### Data:
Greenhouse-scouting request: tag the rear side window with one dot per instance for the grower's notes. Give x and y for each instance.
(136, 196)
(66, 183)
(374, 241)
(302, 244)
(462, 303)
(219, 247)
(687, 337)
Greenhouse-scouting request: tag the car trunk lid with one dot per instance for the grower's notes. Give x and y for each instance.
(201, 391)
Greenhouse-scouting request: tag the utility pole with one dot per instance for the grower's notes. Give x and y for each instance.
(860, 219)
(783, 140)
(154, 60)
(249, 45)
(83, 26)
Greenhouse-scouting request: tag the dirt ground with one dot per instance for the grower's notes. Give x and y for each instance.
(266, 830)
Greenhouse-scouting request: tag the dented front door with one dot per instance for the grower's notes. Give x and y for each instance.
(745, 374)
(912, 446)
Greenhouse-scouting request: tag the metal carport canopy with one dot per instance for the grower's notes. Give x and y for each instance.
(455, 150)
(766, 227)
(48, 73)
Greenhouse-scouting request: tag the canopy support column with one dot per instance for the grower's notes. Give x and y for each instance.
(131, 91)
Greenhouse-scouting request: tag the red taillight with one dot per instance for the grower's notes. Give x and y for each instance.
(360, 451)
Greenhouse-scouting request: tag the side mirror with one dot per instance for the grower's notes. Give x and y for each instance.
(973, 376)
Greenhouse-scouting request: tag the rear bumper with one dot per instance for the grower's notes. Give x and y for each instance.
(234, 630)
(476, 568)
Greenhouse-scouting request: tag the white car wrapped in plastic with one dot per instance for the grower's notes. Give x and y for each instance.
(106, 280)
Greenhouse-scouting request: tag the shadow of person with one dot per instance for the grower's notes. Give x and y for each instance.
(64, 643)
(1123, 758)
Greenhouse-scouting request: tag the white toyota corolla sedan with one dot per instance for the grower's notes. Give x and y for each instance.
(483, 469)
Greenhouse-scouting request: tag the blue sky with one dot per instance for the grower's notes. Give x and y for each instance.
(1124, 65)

---

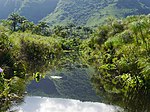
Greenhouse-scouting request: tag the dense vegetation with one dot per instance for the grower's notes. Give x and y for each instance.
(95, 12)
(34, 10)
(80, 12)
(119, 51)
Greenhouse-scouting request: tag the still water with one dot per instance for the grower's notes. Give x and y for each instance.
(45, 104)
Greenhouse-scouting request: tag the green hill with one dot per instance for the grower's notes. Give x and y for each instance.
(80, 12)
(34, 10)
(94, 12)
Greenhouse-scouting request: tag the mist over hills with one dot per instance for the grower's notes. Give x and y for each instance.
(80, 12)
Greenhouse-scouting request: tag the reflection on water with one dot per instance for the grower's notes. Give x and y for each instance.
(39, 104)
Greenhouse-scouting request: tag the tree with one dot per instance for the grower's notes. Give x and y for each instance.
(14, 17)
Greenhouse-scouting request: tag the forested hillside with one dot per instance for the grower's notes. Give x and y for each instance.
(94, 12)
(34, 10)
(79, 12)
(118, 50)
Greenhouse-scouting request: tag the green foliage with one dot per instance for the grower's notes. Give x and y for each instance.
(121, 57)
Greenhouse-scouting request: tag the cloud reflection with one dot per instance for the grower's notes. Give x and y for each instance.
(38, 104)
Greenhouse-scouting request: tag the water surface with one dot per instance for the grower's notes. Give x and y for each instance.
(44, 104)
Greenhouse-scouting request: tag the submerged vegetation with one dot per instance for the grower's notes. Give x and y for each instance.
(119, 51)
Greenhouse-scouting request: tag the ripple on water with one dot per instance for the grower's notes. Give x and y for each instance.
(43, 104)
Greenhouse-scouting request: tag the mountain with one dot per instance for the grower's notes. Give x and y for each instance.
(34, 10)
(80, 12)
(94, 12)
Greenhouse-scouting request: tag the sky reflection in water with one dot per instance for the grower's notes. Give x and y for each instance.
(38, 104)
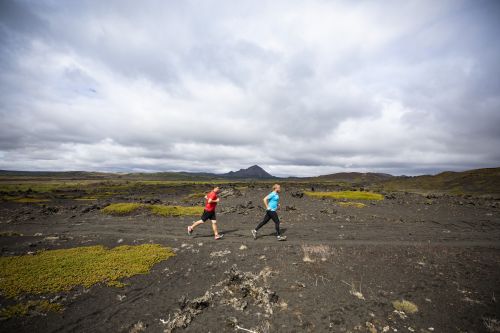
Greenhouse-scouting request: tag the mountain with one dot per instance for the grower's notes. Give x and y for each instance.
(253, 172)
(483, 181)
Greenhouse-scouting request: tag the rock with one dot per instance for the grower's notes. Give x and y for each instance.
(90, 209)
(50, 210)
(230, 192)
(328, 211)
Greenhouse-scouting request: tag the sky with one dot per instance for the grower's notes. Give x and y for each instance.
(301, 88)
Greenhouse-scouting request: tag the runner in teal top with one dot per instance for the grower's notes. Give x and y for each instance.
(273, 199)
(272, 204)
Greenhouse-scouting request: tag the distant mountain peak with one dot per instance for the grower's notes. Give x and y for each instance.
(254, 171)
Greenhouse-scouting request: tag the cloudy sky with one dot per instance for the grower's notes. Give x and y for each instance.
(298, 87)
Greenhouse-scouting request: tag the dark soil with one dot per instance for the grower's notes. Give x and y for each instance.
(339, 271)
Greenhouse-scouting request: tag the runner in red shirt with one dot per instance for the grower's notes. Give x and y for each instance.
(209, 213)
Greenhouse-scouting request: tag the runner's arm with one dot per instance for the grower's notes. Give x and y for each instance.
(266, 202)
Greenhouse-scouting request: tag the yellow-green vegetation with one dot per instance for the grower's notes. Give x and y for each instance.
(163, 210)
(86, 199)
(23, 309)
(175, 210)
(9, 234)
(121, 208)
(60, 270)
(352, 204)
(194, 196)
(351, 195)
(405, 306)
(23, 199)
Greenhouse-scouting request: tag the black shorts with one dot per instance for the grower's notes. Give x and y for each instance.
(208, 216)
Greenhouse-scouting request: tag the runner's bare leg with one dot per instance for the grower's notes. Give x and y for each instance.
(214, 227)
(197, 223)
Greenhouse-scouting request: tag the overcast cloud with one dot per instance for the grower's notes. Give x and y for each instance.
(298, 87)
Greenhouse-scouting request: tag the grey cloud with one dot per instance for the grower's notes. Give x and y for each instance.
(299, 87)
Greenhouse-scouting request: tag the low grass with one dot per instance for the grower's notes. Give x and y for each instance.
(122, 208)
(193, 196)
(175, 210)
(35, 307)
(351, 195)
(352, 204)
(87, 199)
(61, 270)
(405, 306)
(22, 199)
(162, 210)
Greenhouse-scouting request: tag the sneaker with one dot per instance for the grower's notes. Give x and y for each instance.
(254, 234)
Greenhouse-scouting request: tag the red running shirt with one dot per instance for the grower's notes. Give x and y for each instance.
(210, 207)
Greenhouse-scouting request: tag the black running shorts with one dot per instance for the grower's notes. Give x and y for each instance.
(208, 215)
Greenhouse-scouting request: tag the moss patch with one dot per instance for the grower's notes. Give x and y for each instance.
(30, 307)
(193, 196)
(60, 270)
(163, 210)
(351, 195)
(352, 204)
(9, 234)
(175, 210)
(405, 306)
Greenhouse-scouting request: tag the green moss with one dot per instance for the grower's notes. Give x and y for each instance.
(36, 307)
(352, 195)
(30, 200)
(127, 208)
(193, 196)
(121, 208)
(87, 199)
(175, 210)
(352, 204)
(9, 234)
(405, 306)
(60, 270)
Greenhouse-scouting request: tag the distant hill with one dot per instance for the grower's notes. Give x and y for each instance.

* * *

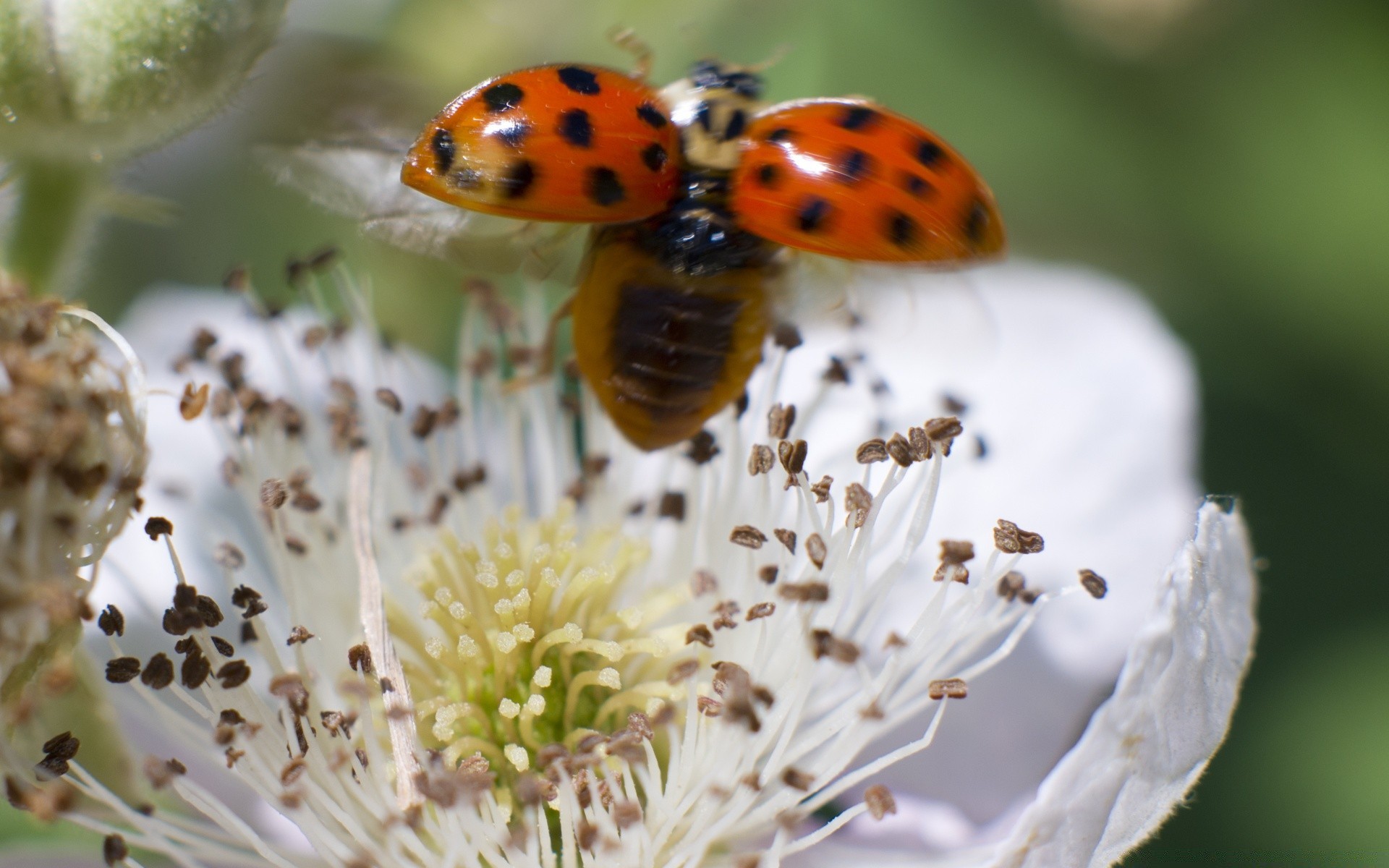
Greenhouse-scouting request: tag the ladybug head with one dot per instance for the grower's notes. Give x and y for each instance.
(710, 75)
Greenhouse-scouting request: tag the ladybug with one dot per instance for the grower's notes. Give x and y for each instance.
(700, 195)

### Exercise description:
Give back precisely the lines above that start at the line containing "Greenhouse-scouting request: tag the runner's bare" and end at the line containing "Greenhouse-scouting request: tag the distant hill", inclusive. No other lines belong in the output.

### Solution:
Greenhouse-scouting request: tag the runner's bare leg with one dot per instance for the grower's notes. Give x and y for each instance.
(214, 227)
(197, 223)
Greenhouse-scouting request: tag the overcast cloud with one dot per instance for the grower's notes. Give x and y for each instance.
(298, 87)
Greenhouse-scouting request: tag the grey cloud with one dot per instance for the grower's notes. Give x and y for each instance.
(299, 87)
Greenhouse-scouting request: tag the low grass with one dot per instance for the grower's notes. Give x and y for each instance.
(122, 208)
(193, 196)
(175, 210)
(35, 307)
(351, 195)
(352, 204)
(87, 199)
(61, 270)
(405, 306)
(22, 199)
(162, 210)
Greenhouse-scouting request: tag the sneaker with one dot per instance for the grower's notes. Give x and y for each instance.
(254, 234)
Greenhouse-scouting request: tag the red running shirt with one dot per instance for the grower's notes. Give x and y for each instance.
(210, 207)
Greenhouse-scouting request: tag the black running shorts with one dot per instance for the grower's notes. Give x and y for each instance.
(208, 215)
Greenhouse-scouting request: tag the moss patch with one dot per instance for the grower's notes. Give x and y for each instance.
(30, 307)
(193, 196)
(60, 270)
(163, 210)
(351, 195)
(352, 204)
(9, 234)
(175, 210)
(405, 306)
Greenhouse-scouting request: tag the green moss with one dot per instance for the grower's notes. Give x and y for each instance.
(36, 307)
(352, 195)
(30, 200)
(127, 208)
(193, 196)
(121, 208)
(87, 199)
(175, 210)
(352, 204)
(9, 234)
(405, 306)
(60, 270)
Greenhouse-scouting request: tag the distant hill with one dot per instance for the grower's notes. Give x and y for each instance.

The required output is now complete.